Data for Statistics - 1 Version 2.1 © 2010 Kasse Initiatives, LLC DATA
Jan 21, 2015
2. Data
Data Input for Analysis and Interpretation
Data are generally collected as a basis for action
You must always use some method of analysis to extract and
interpret the information that lies in the data
The type of data that has been collected will determine the type of
statistics or analysis that can be performed
Making sense of the data is a process in itself
Always provide a context for data
Data has no meaning apart for their context
Data should always be presented in such a way that preserves the
evidence in the data for all the predictions that might be made
from these data
3. Data - 2
Data should be completely and fully described
Who collected the data?
How were the data collected?
When were the data collected?
Where were the data collected?
What do these values represent?
If the data are computed values, how were the values computed from
the raw inputs?
4. Data - 3
Variation exists in all data and consists of both noise (random or
common cause variation) and signal (nonrandom or special cause
variation)
Without formal and standardized approaches for analyzing data, you
may have difficulty interpreting and using your measurement
results
When you interpret and act on measurement results, you are
presuming that the measurements represent reality
5. Data - 4
To use data safely, you must have simple and effective methods not
only for detecting signals that are surrounded by noise,
but also for recognizing and dealing with normal process variations
when there are no signals present
Drawing conclusions and predictions from data depends not only on
using appropriate analytical methods and tools,
but also on understanding the underlying nature of the data and the
appropriateness of assumptions about the conditions and
environments in which the data were obtained
6. Data Definitions
Categorical vs. Quantitative Variables - Variables can be
classified as categorical (aka, qualitative) or quantitative (aka,
numerical)

:: Material provided ::

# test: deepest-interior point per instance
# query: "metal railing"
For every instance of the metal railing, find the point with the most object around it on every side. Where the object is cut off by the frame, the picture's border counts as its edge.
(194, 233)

:: Jobs ::
• a. In the data slides, list every question given under the heading "Data should be completely and fully described."
• b. Write out the stretch of the data slides from "When were the" through "the raw inputs?".

:: Answer list ::
• a.
- Who collected the data?
- How were the data collected?
- When were the data collected?
- Where were the data collected?
- What do these values represent?
- If the data are computed values, how were the values computed from the raw inputs?

• b.
When were the data collected?
Where were the data collected?
What do these values represent?
If the data are computed values, how were the values computed from
the raw inputs?